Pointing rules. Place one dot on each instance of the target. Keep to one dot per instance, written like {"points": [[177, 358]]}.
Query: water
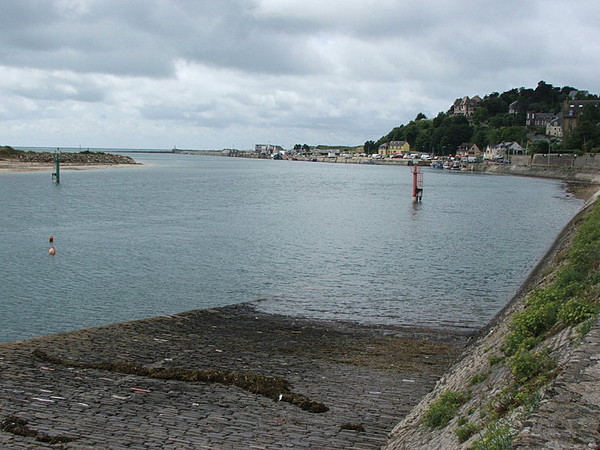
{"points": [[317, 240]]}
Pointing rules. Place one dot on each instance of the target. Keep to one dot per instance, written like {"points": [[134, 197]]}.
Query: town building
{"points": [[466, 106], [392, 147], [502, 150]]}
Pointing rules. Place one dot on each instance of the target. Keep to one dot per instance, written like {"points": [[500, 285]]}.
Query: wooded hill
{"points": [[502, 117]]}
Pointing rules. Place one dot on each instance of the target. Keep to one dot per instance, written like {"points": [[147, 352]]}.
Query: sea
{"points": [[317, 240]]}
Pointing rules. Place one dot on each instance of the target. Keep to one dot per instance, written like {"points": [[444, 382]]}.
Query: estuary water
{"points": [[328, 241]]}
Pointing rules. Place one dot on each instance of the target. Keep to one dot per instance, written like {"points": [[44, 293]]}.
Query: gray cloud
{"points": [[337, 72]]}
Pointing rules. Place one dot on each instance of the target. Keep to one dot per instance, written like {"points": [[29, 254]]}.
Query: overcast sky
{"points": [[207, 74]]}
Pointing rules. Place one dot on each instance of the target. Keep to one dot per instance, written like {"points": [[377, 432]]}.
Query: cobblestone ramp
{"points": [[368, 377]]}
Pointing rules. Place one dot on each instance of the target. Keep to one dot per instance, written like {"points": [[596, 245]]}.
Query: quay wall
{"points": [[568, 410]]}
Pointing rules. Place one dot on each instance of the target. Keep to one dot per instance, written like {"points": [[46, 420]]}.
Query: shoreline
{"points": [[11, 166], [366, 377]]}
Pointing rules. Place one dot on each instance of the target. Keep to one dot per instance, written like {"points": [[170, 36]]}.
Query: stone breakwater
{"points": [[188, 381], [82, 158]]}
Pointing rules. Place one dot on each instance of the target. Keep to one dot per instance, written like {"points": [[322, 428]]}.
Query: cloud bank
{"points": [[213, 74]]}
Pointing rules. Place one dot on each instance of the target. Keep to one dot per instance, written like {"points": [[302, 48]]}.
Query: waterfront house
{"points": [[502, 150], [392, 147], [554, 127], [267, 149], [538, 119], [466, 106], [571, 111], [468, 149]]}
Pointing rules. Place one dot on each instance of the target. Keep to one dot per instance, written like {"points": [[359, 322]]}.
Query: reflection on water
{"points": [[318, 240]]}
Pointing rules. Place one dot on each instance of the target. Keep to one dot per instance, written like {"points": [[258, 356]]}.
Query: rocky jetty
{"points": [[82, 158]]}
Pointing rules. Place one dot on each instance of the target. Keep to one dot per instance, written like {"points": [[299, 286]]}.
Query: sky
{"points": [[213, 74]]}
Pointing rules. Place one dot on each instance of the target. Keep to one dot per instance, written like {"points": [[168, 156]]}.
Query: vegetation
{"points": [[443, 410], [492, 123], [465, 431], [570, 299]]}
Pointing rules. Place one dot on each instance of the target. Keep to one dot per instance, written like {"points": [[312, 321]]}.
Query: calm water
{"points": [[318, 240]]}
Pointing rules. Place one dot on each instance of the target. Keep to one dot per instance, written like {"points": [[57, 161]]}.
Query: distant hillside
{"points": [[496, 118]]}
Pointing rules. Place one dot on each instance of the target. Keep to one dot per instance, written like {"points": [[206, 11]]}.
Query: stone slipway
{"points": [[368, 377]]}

...

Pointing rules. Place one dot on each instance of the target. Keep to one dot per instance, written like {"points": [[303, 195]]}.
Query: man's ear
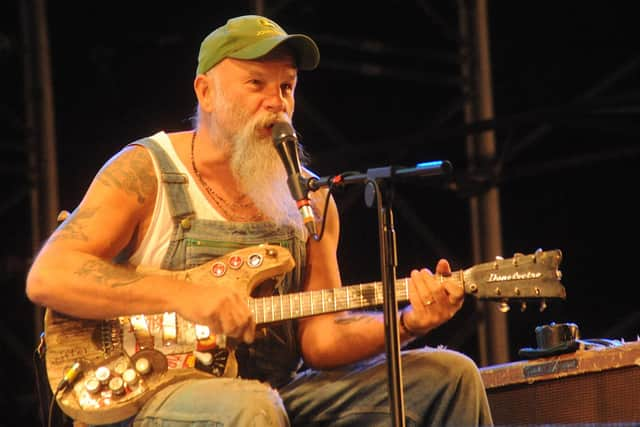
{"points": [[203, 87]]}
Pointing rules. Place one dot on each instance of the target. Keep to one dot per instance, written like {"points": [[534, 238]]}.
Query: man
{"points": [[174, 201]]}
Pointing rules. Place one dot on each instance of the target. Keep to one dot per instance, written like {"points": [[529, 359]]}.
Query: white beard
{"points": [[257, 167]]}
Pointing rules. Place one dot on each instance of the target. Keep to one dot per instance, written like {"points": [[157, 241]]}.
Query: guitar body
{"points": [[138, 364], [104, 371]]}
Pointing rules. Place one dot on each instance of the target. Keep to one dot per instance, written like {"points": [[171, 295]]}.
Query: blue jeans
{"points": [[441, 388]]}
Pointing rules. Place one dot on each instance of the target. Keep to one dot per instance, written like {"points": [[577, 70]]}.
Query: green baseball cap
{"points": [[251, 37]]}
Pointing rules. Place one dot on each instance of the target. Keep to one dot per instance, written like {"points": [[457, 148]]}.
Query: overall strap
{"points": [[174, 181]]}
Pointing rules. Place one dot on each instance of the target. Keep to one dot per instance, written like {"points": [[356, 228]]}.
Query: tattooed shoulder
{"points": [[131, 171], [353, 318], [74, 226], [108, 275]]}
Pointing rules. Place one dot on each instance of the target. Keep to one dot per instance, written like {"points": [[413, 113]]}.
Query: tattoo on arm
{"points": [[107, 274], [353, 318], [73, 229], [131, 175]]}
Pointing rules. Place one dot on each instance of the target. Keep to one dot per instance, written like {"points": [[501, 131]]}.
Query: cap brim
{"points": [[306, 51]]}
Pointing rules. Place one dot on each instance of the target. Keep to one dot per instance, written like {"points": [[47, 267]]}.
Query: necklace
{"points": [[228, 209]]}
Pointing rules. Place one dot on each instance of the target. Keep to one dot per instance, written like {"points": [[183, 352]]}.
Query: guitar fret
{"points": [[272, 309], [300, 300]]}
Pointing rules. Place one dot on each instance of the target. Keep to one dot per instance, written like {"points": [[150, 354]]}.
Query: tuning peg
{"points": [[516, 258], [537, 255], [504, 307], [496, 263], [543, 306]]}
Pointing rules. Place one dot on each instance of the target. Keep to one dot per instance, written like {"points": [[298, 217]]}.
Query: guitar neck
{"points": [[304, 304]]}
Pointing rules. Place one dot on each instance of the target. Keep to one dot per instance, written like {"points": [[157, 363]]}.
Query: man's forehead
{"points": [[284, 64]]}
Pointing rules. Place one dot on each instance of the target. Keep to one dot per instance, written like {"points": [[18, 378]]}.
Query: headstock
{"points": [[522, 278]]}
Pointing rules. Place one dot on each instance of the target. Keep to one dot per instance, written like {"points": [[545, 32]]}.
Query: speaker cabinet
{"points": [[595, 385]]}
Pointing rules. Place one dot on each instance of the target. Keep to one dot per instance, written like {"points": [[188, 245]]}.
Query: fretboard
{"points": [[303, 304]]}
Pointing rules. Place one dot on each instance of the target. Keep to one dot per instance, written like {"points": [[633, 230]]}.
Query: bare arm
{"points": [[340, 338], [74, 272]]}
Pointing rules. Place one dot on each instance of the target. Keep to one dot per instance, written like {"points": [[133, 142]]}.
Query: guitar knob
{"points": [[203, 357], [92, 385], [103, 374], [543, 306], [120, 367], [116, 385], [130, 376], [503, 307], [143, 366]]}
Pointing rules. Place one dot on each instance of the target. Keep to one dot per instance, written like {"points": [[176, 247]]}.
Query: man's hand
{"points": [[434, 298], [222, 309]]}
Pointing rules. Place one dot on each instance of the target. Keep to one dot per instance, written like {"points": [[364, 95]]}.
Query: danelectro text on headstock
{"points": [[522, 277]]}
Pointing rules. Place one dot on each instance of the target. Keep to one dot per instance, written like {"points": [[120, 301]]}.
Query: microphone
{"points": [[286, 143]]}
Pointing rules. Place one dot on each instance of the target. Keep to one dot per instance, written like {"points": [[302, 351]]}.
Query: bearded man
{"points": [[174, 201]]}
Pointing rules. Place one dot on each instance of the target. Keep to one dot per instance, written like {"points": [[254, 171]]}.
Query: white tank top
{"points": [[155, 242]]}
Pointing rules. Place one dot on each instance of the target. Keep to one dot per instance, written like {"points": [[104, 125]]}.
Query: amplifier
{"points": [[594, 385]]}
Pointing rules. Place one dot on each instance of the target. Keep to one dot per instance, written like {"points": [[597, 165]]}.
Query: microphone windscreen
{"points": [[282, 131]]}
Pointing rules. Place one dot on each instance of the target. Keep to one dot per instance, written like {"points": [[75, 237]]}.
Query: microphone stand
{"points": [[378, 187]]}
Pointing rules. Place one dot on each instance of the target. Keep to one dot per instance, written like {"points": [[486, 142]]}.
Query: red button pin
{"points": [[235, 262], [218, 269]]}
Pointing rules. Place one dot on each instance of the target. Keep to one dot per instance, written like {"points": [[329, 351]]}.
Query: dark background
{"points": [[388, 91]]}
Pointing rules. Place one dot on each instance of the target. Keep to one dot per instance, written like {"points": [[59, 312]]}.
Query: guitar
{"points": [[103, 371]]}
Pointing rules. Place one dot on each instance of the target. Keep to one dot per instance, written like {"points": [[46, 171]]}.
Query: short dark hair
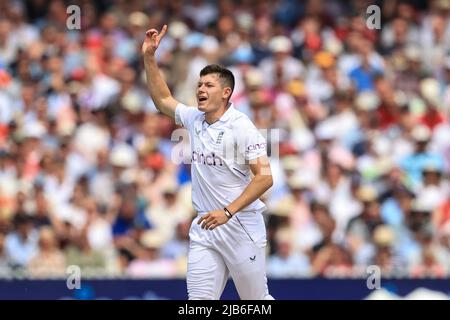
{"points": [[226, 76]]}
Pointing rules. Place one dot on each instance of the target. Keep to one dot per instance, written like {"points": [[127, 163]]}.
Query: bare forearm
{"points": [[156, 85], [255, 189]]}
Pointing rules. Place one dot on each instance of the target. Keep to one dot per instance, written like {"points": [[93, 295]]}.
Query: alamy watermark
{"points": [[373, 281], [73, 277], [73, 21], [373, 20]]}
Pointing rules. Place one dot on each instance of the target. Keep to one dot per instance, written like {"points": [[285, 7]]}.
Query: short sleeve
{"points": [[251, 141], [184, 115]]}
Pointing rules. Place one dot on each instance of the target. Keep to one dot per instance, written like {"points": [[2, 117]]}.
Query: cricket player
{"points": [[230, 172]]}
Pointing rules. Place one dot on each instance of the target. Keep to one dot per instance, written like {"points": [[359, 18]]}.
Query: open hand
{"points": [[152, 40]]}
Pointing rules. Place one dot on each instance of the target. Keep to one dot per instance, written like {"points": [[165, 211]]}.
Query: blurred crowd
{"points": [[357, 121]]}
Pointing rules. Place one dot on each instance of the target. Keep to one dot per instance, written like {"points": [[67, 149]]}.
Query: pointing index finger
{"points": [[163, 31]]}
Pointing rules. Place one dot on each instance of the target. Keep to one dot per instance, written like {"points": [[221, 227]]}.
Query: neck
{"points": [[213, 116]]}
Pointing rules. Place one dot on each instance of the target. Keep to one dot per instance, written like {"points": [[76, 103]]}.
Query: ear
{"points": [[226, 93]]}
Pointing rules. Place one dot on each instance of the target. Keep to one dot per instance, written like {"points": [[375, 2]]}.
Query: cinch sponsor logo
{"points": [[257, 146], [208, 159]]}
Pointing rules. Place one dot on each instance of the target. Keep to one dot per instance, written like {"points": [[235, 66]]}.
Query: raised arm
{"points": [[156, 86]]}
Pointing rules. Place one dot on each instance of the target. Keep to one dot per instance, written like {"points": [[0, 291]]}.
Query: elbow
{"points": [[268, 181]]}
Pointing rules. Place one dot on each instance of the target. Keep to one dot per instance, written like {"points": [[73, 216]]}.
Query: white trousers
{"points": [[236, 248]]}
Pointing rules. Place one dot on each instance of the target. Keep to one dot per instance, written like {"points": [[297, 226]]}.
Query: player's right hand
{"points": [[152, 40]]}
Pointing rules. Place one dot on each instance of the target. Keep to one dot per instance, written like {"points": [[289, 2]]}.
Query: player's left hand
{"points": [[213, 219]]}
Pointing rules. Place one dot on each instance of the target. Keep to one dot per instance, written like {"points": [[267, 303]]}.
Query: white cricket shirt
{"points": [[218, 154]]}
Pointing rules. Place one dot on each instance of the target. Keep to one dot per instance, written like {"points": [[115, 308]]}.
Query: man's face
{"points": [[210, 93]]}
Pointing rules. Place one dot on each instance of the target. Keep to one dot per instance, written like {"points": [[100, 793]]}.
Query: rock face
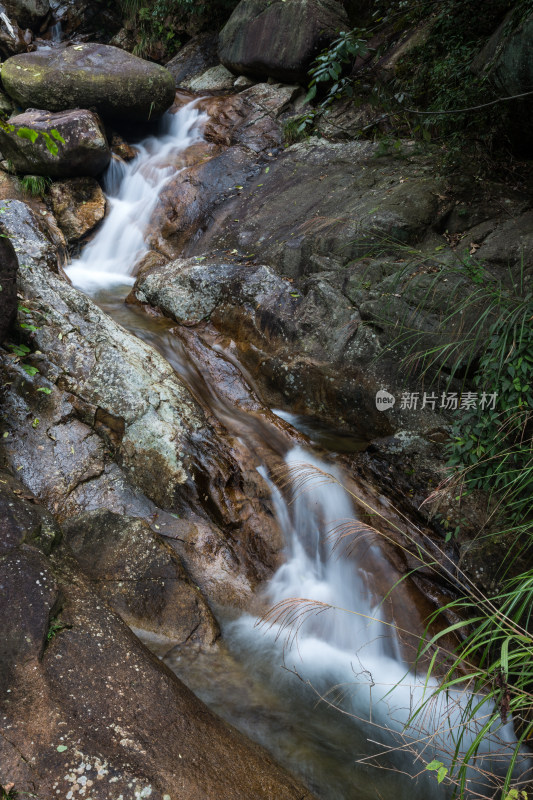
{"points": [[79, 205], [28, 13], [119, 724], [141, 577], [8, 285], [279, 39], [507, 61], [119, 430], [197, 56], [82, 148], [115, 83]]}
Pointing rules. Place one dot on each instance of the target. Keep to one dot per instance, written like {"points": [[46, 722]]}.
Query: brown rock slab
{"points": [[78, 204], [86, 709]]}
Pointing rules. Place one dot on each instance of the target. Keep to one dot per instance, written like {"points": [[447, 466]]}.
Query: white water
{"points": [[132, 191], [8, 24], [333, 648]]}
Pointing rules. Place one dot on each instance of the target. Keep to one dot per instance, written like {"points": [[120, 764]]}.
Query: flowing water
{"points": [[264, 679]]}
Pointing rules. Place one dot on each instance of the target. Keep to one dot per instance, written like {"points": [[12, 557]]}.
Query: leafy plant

---

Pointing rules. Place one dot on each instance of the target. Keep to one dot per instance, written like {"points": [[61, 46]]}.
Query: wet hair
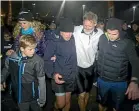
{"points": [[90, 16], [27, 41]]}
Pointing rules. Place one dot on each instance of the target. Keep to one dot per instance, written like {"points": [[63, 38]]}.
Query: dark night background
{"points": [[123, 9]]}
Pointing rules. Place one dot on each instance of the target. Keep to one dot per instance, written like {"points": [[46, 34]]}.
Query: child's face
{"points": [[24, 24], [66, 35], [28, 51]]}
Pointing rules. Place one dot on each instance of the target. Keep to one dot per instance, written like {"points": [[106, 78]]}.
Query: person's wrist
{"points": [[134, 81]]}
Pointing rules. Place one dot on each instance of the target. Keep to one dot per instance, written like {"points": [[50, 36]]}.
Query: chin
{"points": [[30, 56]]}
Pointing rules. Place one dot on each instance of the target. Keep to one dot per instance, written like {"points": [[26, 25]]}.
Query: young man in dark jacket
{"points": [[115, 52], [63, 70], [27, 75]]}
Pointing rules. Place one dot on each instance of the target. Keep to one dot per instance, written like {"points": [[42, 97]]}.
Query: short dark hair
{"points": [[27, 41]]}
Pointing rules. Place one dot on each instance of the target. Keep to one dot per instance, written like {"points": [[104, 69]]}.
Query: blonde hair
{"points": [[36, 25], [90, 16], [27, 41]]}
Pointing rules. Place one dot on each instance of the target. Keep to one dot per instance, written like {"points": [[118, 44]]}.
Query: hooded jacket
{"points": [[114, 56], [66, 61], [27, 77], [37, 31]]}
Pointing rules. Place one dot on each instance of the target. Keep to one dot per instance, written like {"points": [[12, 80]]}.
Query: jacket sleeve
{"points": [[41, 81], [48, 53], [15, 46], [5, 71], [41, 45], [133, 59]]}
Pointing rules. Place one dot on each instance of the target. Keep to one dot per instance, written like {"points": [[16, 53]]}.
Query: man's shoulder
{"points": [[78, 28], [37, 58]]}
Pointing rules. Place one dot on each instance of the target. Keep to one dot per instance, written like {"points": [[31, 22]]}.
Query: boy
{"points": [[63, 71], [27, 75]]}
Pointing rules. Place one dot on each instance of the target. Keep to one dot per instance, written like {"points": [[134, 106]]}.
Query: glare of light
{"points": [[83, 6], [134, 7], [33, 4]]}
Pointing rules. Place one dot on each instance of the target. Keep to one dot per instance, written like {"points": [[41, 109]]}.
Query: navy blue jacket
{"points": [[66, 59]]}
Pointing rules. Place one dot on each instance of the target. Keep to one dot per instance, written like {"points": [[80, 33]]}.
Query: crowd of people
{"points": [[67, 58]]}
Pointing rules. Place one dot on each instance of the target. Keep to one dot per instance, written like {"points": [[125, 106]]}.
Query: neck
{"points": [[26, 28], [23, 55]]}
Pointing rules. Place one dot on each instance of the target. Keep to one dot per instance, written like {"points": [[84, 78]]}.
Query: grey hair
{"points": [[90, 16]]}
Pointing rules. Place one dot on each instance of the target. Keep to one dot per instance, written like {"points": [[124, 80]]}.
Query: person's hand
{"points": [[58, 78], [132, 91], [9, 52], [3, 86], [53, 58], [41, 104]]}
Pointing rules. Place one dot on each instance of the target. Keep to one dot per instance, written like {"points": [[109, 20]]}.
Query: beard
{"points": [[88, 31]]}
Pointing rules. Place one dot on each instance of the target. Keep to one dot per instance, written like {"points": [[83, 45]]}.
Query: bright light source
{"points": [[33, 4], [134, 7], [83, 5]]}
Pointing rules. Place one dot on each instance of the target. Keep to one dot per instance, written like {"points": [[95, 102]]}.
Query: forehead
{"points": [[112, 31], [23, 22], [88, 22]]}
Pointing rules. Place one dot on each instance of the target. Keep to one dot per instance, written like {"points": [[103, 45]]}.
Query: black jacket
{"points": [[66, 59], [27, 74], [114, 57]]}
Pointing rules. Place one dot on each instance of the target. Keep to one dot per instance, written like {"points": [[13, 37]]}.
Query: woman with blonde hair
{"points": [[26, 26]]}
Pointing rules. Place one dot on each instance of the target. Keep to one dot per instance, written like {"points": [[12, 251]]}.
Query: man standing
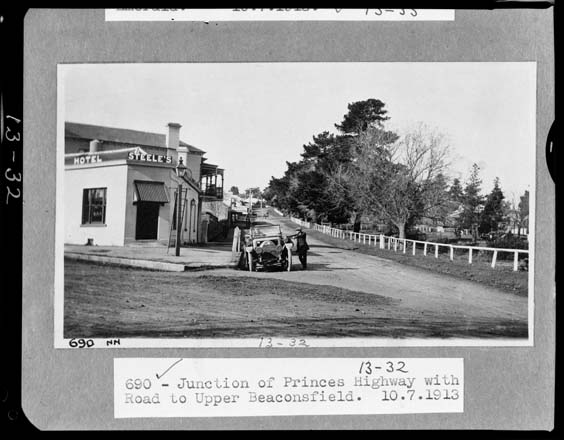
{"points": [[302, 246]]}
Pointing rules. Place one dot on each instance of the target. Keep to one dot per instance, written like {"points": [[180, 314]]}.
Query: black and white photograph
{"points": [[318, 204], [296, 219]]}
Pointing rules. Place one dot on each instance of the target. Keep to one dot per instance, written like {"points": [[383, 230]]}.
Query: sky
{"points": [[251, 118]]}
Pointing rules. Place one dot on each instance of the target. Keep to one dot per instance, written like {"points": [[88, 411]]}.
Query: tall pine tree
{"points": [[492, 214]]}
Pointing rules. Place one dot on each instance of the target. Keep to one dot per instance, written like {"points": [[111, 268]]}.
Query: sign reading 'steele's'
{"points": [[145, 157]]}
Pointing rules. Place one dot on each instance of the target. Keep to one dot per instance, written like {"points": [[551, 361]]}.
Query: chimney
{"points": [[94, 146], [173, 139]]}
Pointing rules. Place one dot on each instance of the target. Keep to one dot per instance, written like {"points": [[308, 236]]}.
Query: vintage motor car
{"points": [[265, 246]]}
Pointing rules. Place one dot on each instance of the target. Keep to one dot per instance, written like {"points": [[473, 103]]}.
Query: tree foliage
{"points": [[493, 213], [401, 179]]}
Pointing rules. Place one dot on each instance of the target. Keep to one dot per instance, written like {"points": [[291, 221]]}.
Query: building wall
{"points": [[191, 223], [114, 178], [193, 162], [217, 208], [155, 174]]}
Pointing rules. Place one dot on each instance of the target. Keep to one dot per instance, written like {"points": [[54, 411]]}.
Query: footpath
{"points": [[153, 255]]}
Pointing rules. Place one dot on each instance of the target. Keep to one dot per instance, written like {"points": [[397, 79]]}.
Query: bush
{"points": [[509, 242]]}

-- PROBLEM STATEMENT --
Copy out every line in the rows above that contains the word "tree".

-- FULL RESPONSE --
Query: tall pine tree
Query: tree foliage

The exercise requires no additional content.